SELECTED PASSAGE Block Start
A sex offender charged Monday with killing three girls and a woman was so violent as a juvenile that judges and prosecutors appealed to corrections officials and then-Gov. Scott Matheson to keep him locked up.
But Roberto V. Arguelles, 34, was held only four months in the state's industrial school after he was convicted of raping a girl in 1978. He was 17 at the time Judge Reginald Garff committed him to the center in Ogden.Garff urged school director Ralph Garn to keep Arguelles away from the public.
"I don't believe that anyone else should be jeopardized by his behavior until the state has met its responsibility to treat the problem; or if that isn't possible, to hold him in custody," Garff wrote in August 1979.
But the school released Arguelles anyway. He was arrested less than a year later after raping two teenage girls in Salt Lake County; he tried to kill his second victim by slashing her throat ear to ear and stabbing her in the chest.
John T. Nielsen, then chief deputy of the Salt Lake County Attorney's Justice Division, was disgusted enough with Arguelles' early release that he wrote a letter to Matheson.
SELECTED PASSAGE Block End
§ TASK REQUIREMENTS
a) Translate this sentence from the article about Roberto V. Arguelles into Spanish: "But the school released Arguelles anyway."
b) According to the article about Roberto V. Arguelles, how old was he when Judge Reginald Garff committed him to the center in Ogden?
c) Rewrite the part of the article about Roberto V. Arguelles starting at "A sex offender" and ending at "him locked up.", changing "juvenile" to "teenager".
The records were drawn from a different source than the article.
DATASET CONTENT Block Start
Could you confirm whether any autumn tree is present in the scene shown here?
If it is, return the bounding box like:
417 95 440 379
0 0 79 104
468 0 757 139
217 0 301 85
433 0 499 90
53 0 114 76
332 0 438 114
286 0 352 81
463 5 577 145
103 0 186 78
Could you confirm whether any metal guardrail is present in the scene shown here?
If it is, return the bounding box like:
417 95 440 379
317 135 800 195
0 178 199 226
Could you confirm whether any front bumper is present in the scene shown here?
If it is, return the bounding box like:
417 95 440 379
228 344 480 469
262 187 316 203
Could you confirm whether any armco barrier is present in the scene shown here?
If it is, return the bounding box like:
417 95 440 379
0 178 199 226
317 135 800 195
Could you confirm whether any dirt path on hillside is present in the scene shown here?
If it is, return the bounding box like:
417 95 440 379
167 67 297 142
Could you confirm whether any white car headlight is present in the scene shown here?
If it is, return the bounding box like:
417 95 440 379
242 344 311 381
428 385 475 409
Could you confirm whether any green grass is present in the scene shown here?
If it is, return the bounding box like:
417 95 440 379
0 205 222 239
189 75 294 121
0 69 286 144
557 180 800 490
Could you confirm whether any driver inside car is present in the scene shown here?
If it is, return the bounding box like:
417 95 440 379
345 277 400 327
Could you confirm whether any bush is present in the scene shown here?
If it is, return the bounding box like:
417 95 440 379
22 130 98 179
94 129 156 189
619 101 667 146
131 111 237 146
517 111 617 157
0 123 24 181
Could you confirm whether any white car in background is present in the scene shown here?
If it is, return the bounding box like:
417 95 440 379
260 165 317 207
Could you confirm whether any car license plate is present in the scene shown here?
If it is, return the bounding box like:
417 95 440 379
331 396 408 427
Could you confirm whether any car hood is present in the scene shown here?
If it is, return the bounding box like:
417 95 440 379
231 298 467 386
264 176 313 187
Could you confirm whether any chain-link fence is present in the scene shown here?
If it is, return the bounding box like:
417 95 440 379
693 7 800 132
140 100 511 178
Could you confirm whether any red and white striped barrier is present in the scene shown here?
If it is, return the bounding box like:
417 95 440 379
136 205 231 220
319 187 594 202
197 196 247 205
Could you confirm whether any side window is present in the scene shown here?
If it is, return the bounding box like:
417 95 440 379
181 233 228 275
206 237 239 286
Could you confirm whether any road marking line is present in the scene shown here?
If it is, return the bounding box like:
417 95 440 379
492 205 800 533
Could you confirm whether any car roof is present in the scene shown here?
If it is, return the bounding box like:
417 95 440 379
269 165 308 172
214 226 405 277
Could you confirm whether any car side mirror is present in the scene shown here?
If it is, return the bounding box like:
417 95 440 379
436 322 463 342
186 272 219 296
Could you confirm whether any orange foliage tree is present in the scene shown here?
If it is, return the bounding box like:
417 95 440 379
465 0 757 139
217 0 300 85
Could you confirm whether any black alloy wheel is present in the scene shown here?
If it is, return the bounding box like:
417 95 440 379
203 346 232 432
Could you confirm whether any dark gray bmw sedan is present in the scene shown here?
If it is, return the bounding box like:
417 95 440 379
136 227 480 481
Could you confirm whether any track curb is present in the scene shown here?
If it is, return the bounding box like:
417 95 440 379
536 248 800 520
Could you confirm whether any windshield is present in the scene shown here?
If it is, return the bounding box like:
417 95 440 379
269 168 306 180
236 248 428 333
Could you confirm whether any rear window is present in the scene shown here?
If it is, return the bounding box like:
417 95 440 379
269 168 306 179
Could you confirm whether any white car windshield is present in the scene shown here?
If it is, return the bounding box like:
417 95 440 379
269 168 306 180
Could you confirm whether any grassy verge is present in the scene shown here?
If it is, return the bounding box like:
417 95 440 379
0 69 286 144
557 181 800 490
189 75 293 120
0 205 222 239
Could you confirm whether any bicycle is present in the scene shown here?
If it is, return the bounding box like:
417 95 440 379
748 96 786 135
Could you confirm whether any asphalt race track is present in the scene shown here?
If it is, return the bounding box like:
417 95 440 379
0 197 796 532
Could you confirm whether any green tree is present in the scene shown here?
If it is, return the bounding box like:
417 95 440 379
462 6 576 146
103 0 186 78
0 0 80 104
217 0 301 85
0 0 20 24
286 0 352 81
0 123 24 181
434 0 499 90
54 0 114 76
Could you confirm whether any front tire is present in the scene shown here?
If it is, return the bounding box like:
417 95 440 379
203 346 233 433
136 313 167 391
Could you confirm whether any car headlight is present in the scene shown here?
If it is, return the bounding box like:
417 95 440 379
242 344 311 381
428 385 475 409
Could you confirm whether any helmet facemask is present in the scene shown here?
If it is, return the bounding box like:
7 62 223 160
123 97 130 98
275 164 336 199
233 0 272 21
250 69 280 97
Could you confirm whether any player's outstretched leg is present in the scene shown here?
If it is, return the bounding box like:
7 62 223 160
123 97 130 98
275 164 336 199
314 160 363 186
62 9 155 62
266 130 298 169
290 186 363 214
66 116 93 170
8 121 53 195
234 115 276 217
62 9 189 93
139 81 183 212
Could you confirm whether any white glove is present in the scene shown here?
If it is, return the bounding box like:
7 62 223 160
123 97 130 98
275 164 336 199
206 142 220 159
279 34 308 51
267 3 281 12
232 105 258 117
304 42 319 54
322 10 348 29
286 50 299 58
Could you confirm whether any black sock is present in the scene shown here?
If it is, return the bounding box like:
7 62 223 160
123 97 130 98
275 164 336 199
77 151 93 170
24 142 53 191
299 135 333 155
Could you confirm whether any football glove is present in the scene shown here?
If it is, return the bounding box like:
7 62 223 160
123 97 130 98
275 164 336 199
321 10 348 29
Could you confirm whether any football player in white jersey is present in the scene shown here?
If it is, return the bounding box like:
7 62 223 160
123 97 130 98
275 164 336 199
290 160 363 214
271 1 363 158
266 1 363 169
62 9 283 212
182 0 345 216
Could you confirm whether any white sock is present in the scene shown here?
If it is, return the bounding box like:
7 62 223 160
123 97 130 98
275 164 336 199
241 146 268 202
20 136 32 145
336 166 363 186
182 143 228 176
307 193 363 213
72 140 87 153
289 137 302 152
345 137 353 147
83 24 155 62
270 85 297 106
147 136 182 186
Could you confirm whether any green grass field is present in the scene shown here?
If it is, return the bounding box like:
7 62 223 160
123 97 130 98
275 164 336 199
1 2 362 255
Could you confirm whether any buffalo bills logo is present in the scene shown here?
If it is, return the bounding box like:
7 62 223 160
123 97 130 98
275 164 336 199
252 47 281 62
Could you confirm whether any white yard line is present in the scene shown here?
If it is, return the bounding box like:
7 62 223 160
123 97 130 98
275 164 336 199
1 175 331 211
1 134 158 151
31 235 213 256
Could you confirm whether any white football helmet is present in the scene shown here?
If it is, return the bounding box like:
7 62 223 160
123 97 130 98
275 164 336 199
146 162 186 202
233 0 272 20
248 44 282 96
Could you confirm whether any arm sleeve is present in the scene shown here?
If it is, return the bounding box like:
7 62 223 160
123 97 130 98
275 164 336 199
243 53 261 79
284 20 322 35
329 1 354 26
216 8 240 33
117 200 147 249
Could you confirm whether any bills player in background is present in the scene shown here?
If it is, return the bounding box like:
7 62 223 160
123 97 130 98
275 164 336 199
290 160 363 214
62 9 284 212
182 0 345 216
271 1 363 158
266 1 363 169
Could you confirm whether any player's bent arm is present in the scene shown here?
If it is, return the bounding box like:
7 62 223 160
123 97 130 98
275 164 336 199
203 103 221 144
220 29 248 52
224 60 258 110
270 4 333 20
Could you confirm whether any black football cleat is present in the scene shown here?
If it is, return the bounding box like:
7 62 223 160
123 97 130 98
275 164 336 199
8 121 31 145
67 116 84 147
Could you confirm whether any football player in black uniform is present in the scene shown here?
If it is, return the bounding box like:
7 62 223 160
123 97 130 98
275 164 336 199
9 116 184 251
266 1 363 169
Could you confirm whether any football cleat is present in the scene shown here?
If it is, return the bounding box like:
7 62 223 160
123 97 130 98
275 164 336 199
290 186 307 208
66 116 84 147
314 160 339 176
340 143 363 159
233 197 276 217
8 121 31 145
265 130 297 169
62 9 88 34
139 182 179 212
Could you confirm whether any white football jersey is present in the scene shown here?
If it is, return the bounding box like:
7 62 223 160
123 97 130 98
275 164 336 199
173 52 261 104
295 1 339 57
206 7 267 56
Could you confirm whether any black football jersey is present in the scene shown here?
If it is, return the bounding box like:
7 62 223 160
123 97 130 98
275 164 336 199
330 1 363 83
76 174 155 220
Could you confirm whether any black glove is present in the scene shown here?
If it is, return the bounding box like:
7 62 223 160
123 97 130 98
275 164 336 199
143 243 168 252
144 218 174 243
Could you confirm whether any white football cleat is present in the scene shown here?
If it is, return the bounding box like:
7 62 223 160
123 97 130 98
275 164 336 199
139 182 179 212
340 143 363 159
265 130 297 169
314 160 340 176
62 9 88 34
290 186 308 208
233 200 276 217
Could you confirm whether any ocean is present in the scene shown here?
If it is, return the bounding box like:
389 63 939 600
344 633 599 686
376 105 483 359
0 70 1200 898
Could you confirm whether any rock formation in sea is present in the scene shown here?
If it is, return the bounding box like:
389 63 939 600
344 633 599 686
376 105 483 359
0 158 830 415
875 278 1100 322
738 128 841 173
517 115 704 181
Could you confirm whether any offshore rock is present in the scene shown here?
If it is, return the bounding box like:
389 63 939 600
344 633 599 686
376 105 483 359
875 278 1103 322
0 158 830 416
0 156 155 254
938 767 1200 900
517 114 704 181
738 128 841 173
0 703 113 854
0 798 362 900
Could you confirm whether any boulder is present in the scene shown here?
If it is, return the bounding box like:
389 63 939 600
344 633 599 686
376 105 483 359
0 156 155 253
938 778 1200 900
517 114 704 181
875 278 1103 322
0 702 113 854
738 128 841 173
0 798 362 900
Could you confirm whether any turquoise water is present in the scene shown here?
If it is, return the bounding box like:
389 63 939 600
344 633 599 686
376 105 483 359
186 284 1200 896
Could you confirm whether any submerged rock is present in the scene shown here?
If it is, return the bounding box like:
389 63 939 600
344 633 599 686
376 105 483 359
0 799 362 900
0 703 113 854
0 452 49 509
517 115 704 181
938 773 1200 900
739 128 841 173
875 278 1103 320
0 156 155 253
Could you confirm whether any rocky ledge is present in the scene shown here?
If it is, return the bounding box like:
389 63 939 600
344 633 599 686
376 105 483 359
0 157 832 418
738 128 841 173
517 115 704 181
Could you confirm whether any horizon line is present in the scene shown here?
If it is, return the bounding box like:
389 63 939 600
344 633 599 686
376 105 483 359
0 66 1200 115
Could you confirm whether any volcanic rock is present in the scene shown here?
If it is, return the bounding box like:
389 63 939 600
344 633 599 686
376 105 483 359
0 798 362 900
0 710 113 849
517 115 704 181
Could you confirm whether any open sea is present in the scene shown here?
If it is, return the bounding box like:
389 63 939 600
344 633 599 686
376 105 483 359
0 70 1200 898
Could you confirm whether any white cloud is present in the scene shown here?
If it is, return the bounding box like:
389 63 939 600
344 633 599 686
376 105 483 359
DATASET CONTENT Block End
§ ANSWERS TO THE PROBLEMS
a) Pero la escuela liberó a Arguelles de todos modos.

b) He was 17.

c)
A sex offender charged Monday with killing three girls and a woman was so violent as a teenager that judges and prosecutors appealed to corrections officials and then-Gov. Scott Matheson to keep him locked up.